[Data items]
.....

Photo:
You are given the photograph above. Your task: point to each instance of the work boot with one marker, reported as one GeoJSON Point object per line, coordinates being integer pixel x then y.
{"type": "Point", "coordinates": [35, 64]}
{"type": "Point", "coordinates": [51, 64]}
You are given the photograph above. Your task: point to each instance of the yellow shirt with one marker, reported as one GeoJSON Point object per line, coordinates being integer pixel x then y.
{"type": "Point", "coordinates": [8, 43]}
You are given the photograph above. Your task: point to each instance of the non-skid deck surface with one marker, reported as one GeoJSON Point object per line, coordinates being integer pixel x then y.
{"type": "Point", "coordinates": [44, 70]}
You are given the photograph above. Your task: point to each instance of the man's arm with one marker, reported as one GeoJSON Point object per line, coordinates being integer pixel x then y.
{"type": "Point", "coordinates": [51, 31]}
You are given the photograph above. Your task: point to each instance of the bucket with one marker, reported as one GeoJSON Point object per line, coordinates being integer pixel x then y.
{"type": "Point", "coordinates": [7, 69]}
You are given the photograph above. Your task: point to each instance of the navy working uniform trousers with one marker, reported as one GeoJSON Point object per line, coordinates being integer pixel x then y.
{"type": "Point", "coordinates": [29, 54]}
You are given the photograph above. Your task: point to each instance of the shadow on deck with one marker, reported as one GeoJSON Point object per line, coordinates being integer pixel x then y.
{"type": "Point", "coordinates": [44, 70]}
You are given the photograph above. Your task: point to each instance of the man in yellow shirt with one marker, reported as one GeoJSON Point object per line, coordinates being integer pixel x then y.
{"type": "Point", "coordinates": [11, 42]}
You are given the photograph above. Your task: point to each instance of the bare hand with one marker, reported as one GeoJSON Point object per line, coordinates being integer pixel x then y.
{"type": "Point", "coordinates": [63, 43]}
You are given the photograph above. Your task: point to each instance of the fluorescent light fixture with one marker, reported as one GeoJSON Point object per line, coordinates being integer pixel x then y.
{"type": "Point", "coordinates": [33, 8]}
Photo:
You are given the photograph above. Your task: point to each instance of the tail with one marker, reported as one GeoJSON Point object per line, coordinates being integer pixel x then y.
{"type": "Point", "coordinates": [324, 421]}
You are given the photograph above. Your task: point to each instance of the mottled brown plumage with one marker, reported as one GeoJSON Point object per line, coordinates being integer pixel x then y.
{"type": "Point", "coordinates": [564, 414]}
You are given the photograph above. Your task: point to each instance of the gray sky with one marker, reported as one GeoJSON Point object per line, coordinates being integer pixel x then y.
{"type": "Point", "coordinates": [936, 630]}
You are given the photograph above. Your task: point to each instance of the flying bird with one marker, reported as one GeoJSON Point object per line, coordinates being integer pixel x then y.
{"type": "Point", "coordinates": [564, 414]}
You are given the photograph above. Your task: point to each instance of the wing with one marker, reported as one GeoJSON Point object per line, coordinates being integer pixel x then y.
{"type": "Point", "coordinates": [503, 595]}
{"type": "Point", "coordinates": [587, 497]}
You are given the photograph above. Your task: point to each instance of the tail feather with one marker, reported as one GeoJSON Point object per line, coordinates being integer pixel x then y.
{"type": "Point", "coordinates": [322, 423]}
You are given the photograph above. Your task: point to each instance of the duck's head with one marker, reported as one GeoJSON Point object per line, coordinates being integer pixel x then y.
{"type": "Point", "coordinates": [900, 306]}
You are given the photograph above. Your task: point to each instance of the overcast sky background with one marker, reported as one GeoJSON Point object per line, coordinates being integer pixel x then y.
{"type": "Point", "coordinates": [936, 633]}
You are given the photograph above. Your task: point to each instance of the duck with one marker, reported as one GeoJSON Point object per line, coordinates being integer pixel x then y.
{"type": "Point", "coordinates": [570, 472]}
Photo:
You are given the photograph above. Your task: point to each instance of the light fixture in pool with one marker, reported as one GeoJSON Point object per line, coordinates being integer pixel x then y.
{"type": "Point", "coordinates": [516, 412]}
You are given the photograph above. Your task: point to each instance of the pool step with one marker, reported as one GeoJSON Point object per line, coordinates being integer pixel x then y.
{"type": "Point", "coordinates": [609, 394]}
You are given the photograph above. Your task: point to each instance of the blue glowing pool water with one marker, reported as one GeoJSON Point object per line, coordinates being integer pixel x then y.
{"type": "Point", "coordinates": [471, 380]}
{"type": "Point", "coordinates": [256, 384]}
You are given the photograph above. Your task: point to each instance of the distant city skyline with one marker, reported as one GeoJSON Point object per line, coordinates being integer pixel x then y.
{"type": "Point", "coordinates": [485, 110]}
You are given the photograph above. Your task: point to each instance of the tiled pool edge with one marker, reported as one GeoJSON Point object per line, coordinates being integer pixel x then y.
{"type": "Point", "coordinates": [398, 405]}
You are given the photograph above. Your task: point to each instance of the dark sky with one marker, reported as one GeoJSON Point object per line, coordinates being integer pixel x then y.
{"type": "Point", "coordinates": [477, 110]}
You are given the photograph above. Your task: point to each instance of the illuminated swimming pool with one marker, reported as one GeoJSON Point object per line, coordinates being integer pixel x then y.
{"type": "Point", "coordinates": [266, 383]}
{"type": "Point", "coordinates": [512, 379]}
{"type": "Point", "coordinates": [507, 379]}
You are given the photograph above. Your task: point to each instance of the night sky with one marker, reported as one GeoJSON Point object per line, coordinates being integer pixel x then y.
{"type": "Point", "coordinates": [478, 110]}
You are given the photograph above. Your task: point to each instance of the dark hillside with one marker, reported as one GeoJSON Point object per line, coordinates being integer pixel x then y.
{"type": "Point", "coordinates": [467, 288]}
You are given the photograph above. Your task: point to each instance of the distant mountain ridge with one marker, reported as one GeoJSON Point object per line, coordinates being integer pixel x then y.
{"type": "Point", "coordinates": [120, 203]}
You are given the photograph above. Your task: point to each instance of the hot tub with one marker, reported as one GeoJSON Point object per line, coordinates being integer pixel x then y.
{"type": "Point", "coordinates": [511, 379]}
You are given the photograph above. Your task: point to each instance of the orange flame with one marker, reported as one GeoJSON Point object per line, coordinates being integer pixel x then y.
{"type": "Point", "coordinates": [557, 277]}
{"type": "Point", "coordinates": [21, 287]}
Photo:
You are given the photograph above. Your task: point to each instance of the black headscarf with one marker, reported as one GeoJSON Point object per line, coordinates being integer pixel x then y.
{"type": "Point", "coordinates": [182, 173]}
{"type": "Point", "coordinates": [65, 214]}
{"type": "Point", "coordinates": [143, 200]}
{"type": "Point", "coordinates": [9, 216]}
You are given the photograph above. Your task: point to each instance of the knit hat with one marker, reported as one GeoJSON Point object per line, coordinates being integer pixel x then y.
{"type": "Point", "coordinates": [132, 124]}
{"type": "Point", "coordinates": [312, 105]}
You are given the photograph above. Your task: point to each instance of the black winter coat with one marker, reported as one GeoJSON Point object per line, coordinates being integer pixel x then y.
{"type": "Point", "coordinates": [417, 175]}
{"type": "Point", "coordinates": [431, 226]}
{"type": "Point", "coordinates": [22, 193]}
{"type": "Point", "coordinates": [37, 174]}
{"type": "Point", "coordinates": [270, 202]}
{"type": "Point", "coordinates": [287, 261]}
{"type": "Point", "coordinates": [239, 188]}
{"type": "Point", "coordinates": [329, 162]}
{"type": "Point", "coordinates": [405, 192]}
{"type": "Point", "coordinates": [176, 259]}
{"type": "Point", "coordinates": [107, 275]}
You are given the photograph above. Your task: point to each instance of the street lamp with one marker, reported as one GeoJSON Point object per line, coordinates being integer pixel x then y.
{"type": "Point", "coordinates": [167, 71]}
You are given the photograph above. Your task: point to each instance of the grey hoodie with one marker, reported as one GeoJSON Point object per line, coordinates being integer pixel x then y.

.....

What you need to do:
All entries above are to be copied exactly, with none left out.

Solution:
Photo:
You are given the photograph above. Your task: point to each instance of the work boot with one marker, reported as one GeoJSON Point object per line, coordinates being integer pixel x then y.
{"type": "Point", "coordinates": [35, 64]}
{"type": "Point", "coordinates": [51, 64]}
You are given the photograph above. Your task: point to each instance of the yellow shirt with one marker, reported as one GeoJSON Point object per line, coordinates being integer pixel x then y.
{"type": "Point", "coordinates": [8, 43]}
You are given the photograph above. Your task: point to each instance of the non-skid deck surface with one marker, reported as one GeoJSON Point object per line, coordinates being integer pixel x then y.
{"type": "Point", "coordinates": [44, 70]}
You are given the photograph above. Your task: point to each instance of the man's arm with one marker, reported as one GeoJSON Point object per line, coordinates being integer pixel x then y.
{"type": "Point", "coordinates": [51, 31]}
You are given the photograph above. Your task: point to each instance of the bucket with one marker, reported as one GeoJSON Point object per line, coordinates being integer pixel x then y.
{"type": "Point", "coordinates": [7, 69]}
You are given the photograph above. Your task: point to each instance of the navy working uniform trousers with one marker, reported as one GeoJSON Point object per line, coordinates being integer pixel x then y.
{"type": "Point", "coordinates": [29, 54]}
You are given the photograph above. Your task: point to each instance of the shadow on deck with one marker, reported as one GeoJSON Point object per line, coordinates being integer pixel x then y.
{"type": "Point", "coordinates": [44, 70]}
You are given the photograph above. Your task: point to each instance of the man in yellow shirt with one marker, reported as one GeoJSON Point object per line, coordinates being integer pixel x then y.
{"type": "Point", "coordinates": [11, 42]}
You are given the photograph above. Your task: point to each instance of the bare hand with one marker, reported as one GeoJSON Point object per line, coordinates being integer pixel x then y.
{"type": "Point", "coordinates": [63, 43]}
You are given the photograph above. Your task: point to each instance of the fluorescent light fixture with one marker, reported as one GeoJSON Point object per line, coordinates being integer pixel x then y.
{"type": "Point", "coordinates": [33, 8]}
Photo:
You are given the photograph above. Your task: point to each instance of the tail with one marker, reported as one GeoJSON Point object per line, coordinates being integer pixel x then y.
{"type": "Point", "coordinates": [324, 421]}
You are given the photograph above. Your task: point to each instance of the mottled brown plumage with one marker, reported as one GeoJSON Point object per line, coordinates being integer pixel x then y.
{"type": "Point", "coordinates": [564, 414]}
You are given the photograph above. Your task: point to each instance of the gray sky with one marker, reported as one GeoJSON Point object per line, coordinates being integer pixel x then y.
{"type": "Point", "coordinates": [936, 630]}
You are given the photograph above. Your task: point to each instance of the flying bird with one marker, reported as one GeoJSON Point object per line, coordinates being integer pixel x then y.
{"type": "Point", "coordinates": [564, 414]}
You are given the photograph above. Your task: point to each instance of the wing with one marker, reported as one GeoJSON Point object per line, coordinates being integer pixel x then y.
{"type": "Point", "coordinates": [503, 595]}
{"type": "Point", "coordinates": [587, 497]}
You are given the photograph above. Your task: point to each instance of the tail feather with one marker, reported as one GeoJSON Point object per line, coordinates being integer pixel x then y.
{"type": "Point", "coordinates": [322, 423]}
You are given the photograph above. Your task: point to each instance of the duck's head with one marker, reported as one GeoJSON Point object per line, coordinates being integer pixel x then y.
{"type": "Point", "coordinates": [900, 306]}
You are given the photograph above. Your task: point to each instance of the overcast sky background with one marker, reported as one GeoJSON Point object per line, coordinates being integer pixel x then y.
{"type": "Point", "coordinates": [936, 633]}
You are given the photograph above. Your task: point to each instance of the duck with one marker, reported as one GeoJSON Point object per line, coordinates being integer pixel x then y.
{"type": "Point", "coordinates": [570, 472]}
Photo:
You are given the photograph above. Your task: point to each instance of the light fixture in pool with one marker, reported as one GeoJSON Point object per line, coordinates being integer pixel x then y.
{"type": "Point", "coordinates": [516, 412]}
You are given the photograph above. Your task: point to each instance of the pool step with one marker, reported as one GeoJSON Point object per line, coordinates being integer pixel x then y.
{"type": "Point", "coordinates": [609, 394]}
You are given the photograph above. Your task: point to each instance of the blue glowing pool water with one marker, reported as one GeoJSON Point object per line, coordinates being integer pixel x then y.
{"type": "Point", "coordinates": [471, 380]}
{"type": "Point", "coordinates": [256, 384]}
You are given the photograph above. Your task: point to each instance of the distant city skyline with one marker, reported as one GeoJSON Point object per line, coordinates being integer pixel x then y.
{"type": "Point", "coordinates": [485, 110]}
You are given the photograph above. Your task: point to each instance of the tiled pool edge with one marker, reported as one GeoJSON Point object per line, coordinates being integer pixel x then y.
{"type": "Point", "coordinates": [398, 405]}
You are given the photograph above. Your task: point to each instance of the dark sky with one marker, reported as one GeoJSON Point object per line, coordinates being integer pixel x then y.
{"type": "Point", "coordinates": [477, 110]}
You are given the photograph above. Your task: point to each instance of the illuminated swimming pool with one marker, reported as one GeoJSON Point object per line, coordinates being integer pixel x then y.
{"type": "Point", "coordinates": [266, 383]}
{"type": "Point", "coordinates": [512, 379]}
{"type": "Point", "coordinates": [507, 379]}
You are given the photograph above. Your task: point to each instance of the night sky with one marker, reported as one GeoJSON Point object per line, coordinates being integer pixel x then y.
{"type": "Point", "coordinates": [478, 110]}
You are given the photograph above. Your task: point to each instance of the dark hillside with one marker, reported as one GeoJSON Point object per line, coordinates being integer pixel x then y.
{"type": "Point", "coordinates": [467, 288]}
You are given the photograph above. Your task: point to each instance of the distant mountain ridge with one marker, reported as one GeoJSON Point object per line, coordinates being integer pixel x then y.
{"type": "Point", "coordinates": [120, 203]}
You are given the photograph above. Your task: point to each instance of the hot tub with one marker, reported as one GeoJSON Point object per line, coordinates being integer pixel x then y.
{"type": "Point", "coordinates": [511, 379]}
You are given the photograph above. Your task: point to each instance of the orange flame with one marker, reported as one GeoJSON Point object per line, coordinates being integer pixel x then y.
{"type": "Point", "coordinates": [557, 277]}
{"type": "Point", "coordinates": [21, 287]}
Photo:
You are given the photograph above. Your task: point to each instance of the black headscarf with one marker, reported as one GeoJSON Point object per line, coordinates being integer pixel x then y.
{"type": "Point", "coordinates": [182, 173]}
{"type": "Point", "coordinates": [65, 214]}
{"type": "Point", "coordinates": [143, 200]}
{"type": "Point", "coordinates": [9, 216]}
You are given the photograph above. Your task: point to each instance of the knit hat with one marker, reported as one GeoJSON Point object per line, coordinates being integer pixel x then y.
{"type": "Point", "coordinates": [132, 124]}
{"type": "Point", "coordinates": [312, 105]}
You are given the photograph above. Your task: point to each instance of the black winter coat with one marker, reported as one GeoJSON Point object per line, coordinates being integer pixel x then y.
{"type": "Point", "coordinates": [417, 175]}
{"type": "Point", "coordinates": [431, 226]}
{"type": "Point", "coordinates": [22, 193]}
{"type": "Point", "coordinates": [37, 174]}
{"type": "Point", "coordinates": [270, 202]}
{"type": "Point", "coordinates": [287, 261]}
{"type": "Point", "coordinates": [239, 188]}
{"type": "Point", "coordinates": [329, 162]}
{"type": "Point", "coordinates": [405, 192]}
{"type": "Point", "coordinates": [176, 259]}
{"type": "Point", "coordinates": [107, 275]}
You are given the photograph above. Your task: point to each instance of the street lamp with one marker, reported as one GeoJSON Point object per line, coordinates being integer pixel x then y.
{"type": "Point", "coordinates": [167, 71]}
You are given the photograph above. Your task: point to each instance of the grey hoodie with one marker, reported as one GeoJSON Point object per line, coordinates being integer pixel x then y.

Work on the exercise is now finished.